- REQUIRED WORK
Please locate each line in the rows below that contains the string "person" and copy those lines out.

:: RECORDS TO USE

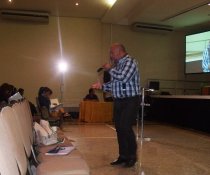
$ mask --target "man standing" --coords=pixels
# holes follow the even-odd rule
[[[96,89],[110,91],[114,97],[114,122],[119,144],[119,157],[111,165],[132,167],[137,161],[137,143],[132,124],[139,109],[140,77],[136,60],[131,58],[122,44],[115,43],[110,48],[110,58],[114,67],[107,63],[103,68],[111,75],[111,81],[101,85],[93,84]]]

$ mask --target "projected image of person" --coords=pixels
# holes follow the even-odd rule
[[[202,68],[203,72],[210,72],[210,41],[203,52]]]

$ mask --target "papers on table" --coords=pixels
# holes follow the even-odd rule
[[[67,155],[71,151],[75,149],[74,146],[56,146],[55,148],[49,150],[48,152],[45,153],[45,155]]]

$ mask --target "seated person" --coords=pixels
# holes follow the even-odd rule
[[[50,108],[51,102],[50,97],[52,95],[52,90],[48,87],[40,87],[38,93],[38,102],[41,108],[45,107],[48,110],[50,117],[61,118],[66,117],[66,113],[62,107],[60,108]]]
[[[94,89],[90,88],[89,89],[89,94],[87,94],[84,98],[84,100],[91,100],[91,101],[99,101],[97,95],[95,94]]]
[[[0,109],[11,104],[9,98],[16,93],[16,88],[8,83],[0,86]]]
[[[18,92],[20,93],[20,95],[21,95],[22,97],[24,97],[24,89],[23,89],[23,88],[19,88],[19,89],[18,89]],[[38,112],[37,112],[37,110],[36,110],[36,106],[35,106],[32,102],[30,102],[30,101],[28,101],[28,103],[29,103],[29,106],[30,106],[30,110],[31,110],[31,115],[32,115],[32,117],[37,116]]]

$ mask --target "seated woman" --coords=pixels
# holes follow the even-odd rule
[[[84,98],[84,100],[91,100],[91,101],[99,101],[97,95],[95,94],[94,89],[90,88],[89,89],[89,94],[87,94]]]
[[[49,117],[63,119],[64,109],[62,107],[59,108],[59,109],[50,108],[50,106],[51,106],[50,97],[51,97],[52,93],[53,92],[50,88],[40,87],[39,88],[39,93],[38,93],[39,106],[40,106],[40,108],[46,108],[47,109],[47,111],[49,113]]]

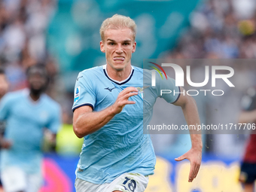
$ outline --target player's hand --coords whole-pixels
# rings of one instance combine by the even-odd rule
[[[138,90],[133,87],[129,87],[122,90],[112,105],[114,113],[118,114],[122,111],[126,105],[135,104],[134,101],[129,101],[128,99],[136,95],[138,95]]]
[[[192,182],[197,177],[199,169],[200,168],[202,160],[202,150],[191,148],[184,154],[175,158],[176,161],[181,161],[184,159],[190,162],[190,170],[188,176],[188,182]]]
[[[0,142],[1,148],[8,149],[11,147],[12,143],[11,141],[6,140],[5,139],[2,139]]]

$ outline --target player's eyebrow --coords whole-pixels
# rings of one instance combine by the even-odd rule
[[[114,41],[114,40],[113,40],[113,39],[111,39],[111,38],[108,38],[108,39],[107,39],[107,41],[113,41],[113,42],[115,42],[115,41]]]
[[[115,42],[114,40],[111,39],[111,38],[108,38],[108,39],[107,39],[107,41],[112,41],[112,42]],[[132,41],[132,40],[130,40],[130,39],[127,39],[127,40],[124,40],[124,41],[123,41],[123,42],[125,42],[125,43],[128,43],[128,42],[131,42],[131,41]]]

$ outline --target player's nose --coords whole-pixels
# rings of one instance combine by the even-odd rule
[[[116,51],[117,53],[119,53],[119,54],[122,53],[123,52],[122,45],[120,44],[117,44],[117,49],[116,49],[115,51]]]

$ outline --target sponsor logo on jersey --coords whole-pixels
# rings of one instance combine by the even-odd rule
[[[80,96],[80,86],[75,88],[74,102],[76,102],[79,99]]]

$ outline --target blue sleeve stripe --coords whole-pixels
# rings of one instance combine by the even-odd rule
[[[178,87],[178,92],[179,92],[179,93],[178,93],[178,96],[177,99],[173,102],[171,102],[172,104],[173,104],[175,102],[177,102],[178,98],[179,98],[179,96],[181,96],[181,88],[179,87]]]
[[[77,109],[78,108],[82,107],[82,106],[90,106],[90,107],[92,107],[93,110],[94,109],[94,107],[92,104],[90,104],[90,103],[83,103],[81,105],[79,105],[74,107],[72,108],[72,111],[74,112],[75,109]]]

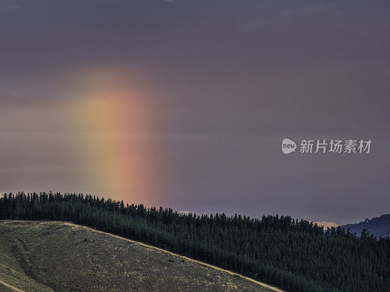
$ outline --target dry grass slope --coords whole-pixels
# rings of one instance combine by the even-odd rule
[[[273,290],[165,251],[64,222],[0,222],[0,245],[10,251],[9,259],[2,256],[0,263],[40,286],[26,290],[3,270],[0,280],[26,292],[53,291],[48,287],[58,292]]]

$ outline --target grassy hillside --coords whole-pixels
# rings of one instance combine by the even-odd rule
[[[0,247],[5,251],[0,280],[26,292],[272,291],[182,256],[63,222],[0,221]]]

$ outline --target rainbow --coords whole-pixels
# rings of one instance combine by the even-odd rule
[[[163,172],[149,145],[153,115],[147,98],[123,86],[124,76],[112,69],[77,78],[69,119],[83,148],[82,180],[93,186],[87,193],[155,206]]]

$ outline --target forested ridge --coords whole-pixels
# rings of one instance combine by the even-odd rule
[[[2,219],[71,221],[237,272],[289,292],[390,291],[390,238],[289,216],[197,216],[90,195],[4,194]]]
[[[366,218],[364,221],[359,223],[343,225],[346,229],[350,228],[350,231],[360,236],[362,230],[366,229],[371,234],[379,237],[390,235],[390,214],[384,214],[379,217],[374,217],[371,219]]]

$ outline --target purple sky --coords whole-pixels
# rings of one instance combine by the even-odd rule
[[[388,1],[1,0],[0,191],[339,224],[390,213],[390,32]],[[286,137],[372,143],[285,155]]]

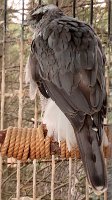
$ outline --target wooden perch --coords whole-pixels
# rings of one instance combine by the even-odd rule
[[[112,157],[112,138],[110,126],[106,126],[105,131],[109,138],[109,146],[104,148],[106,158]],[[45,125],[38,128],[17,128],[9,127],[7,130],[0,131],[0,143],[2,156],[14,157],[25,162],[28,158],[48,159],[51,155],[64,158],[80,158],[77,148],[68,151],[65,141],[61,141],[60,147],[58,142],[47,136]]]

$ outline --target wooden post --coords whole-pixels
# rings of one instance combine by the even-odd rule
[[[37,96],[36,96],[37,97]],[[35,97],[35,122],[34,128],[37,127],[37,98]],[[36,200],[36,159],[33,161],[33,200]]]
[[[4,1],[4,26],[3,26],[3,54],[2,54],[2,82],[1,82],[1,124],[4,128],[4,105],[5,105],[5,65],[6,65],[6,27],[7,27],[7,0]],[[2,200],[2,157],[0,153],[0,200]]]
[[[18,111],[18,128],[22,126],[22,109],[23,109],[23,55],[24,55],[24,0],[22,0],[22,25],[20,39],[20,74],[19,74],[19,111]],[[20,161],[17,161],[17,189],[16,198],[20,199]]]
[[[55,156],[52,155],[51,200],[54,200]]]
[[[71,187],[72,187],[72,158],[69,158],[69,189],[68,200],[71,200]]]

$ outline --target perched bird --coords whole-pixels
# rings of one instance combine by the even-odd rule
[[[106,116],[105,55],[92,27],[66,16],[55,5],[31,11],[34,32],[29,62],[31,79],[71,123],[89,183],[107,188],[101,151]]]

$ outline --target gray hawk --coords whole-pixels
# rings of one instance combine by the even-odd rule
[[[34,36],[29,56],[32,80],[70,121],[89,183],[107,188],[101,151],[106,116],[105,55],[93,28],[55,5],[31,11]]]

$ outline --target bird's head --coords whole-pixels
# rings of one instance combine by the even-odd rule
[[[54,13],[56,11],[59,11],[59,8],[54,4],[39,5],[30,12],[28,16],[28,24],[32,29],[35,29],[36,25],[38,22],[40,22],[45,14]]]

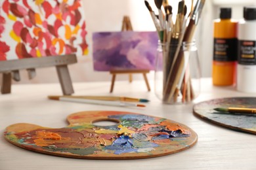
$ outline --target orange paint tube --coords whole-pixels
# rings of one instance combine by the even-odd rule
[[[231,8],[221,8],[220,18],[214,21],[213,85],[230,86],[236,83],[236,26],[237,22],[231,19]]]

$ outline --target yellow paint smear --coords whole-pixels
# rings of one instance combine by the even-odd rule
[[[113,133],[116,133],[116,131],[105,129],[100,129],[99,130],[96,130],[95,132],[97,133],[101,133],[101,134],[113,134]]]
[[[119,134],[119,135],[121,135],[123,133],[133,134],[133,133],[135,133],[135,131],[130,130],[127,128],[124,127],[124,126],[121,126],[121,124],[119,124],[117,127],[119,128],[120,128],[120,129],[118,131],[118,134]]]
[[[35,14],[35,23],[39,25],[42,25],[42,20],[41,19],[40,14],[38,13]]]
[[[72,34],[77,34],[77,32],[80,29],[80,26],[79,25],[76,25],[73,31],[72,31]]]
[[[10,32],[10,36],[12,38],[12,39],[14,39],[15,41],[18,42],[20,42],[20,40],[21,40],[21,38],[20,37],[18,37],[13,30],[11,31]]]
[[[72,33],[71,33],[71,28],[70,26],[65,25],[65,38],[66,39],[70,39],[71,38]]]
[[[36,137],[39,139],[48,139],[53,140],[60,140],[61,136],[54,132],[45,131],[37,131],[36,132]]]

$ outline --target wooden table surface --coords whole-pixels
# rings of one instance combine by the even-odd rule
[[[145,108],[128,108],[52,101],[61,95],[59,84],[15,84],[11,94],[0,95],[0,169],[256,169],[256,135],[233,131],[203,120],[192,113],[200,101],[229,97],[256,97],[234,87],[213,86],[211,78],[202,80],[202,92],[194,103],[163,105],[148,92],[144,82],[117,81],[109,93],[110,82],[74,83],[74,95],[123,95],[150,100]],[[68,115],[83,110],[134,112],[168,118],[184,124],[198,135],[193,147],[173,154],[142,160],[93,160],[67,158],[28,151],[7,142],[5,128],[16,123],[43,127],[67,126]]]

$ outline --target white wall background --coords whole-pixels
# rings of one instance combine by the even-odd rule
[[[153,10],[157,11],[154,1],[148,0],[148,1]],[[177,4],[179,2],[179,1],[174,0],[169,1],[171,3],[175,2]],[[255,0],[244,0],[242,2],[238,0],[206,0],[205,1],[200,26],[197,27],[196,40],[202,76],[211,76],[213,55],[213,20],[218,18],[219,7],[232,7],[233,18],[238,20],[242,18],[243,7],[246,5],[255,4]],[[83,3],[88,31],[87,39],[90,52],[86,56],[77,56],[78,63],[69,66],[70,73],[73,82],[110,81],[111,76],[108,72],[93,71],[91,49],[92,33],[120,31],[124,15],[130,16],[135,31],[154,31],[156,29],[145,7],[144,0],[83,0]],[[14,83],[58,82],[54,67],[37,69],[36,71],[37,76],[33,80],[28,80],[26,71],[20,71],[22,80]],[[154,71],[150,72],[148,77],[149,78],[154,78]],[[142,79],[142,76],[134,75],[134,78]],[[117,76],[116,80],[128,80],[128,76]]]

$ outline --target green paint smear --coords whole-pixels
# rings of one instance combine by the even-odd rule
[[[60,148],[52,146],[43,147],[44,150],[47,150],[51,152],[68,152],[76,155],[84,156],[93,154],[95,151],[99,151],[100,150],[94,147],[79,148]]]
[[[8,139],[9,139],[11,141],[16,142],[18,143],[18,137],[16,136],[14,134],[10,134],[5,136]]]
[[[79,126],[68,126],[67,128],[70,128],[72,129],[77,129],[78,131],[84,130],[84,129],[91,129],[94,128],[95,126],[93,124],[81,124]]]
[[[122,120],[121,124],[126,127],[133,127],[136,128],[140,128],[145,124],[160,124],[164,121],[165,118],[160,119],[158,121],[148,120],[148,122],[139,122],[139,120]]]

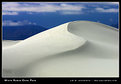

::::

- RESULT OF THE EXERCISE
$ mask --target "projected image of person" --coords=pixels
$ mask --target "seated person" --coords=pixels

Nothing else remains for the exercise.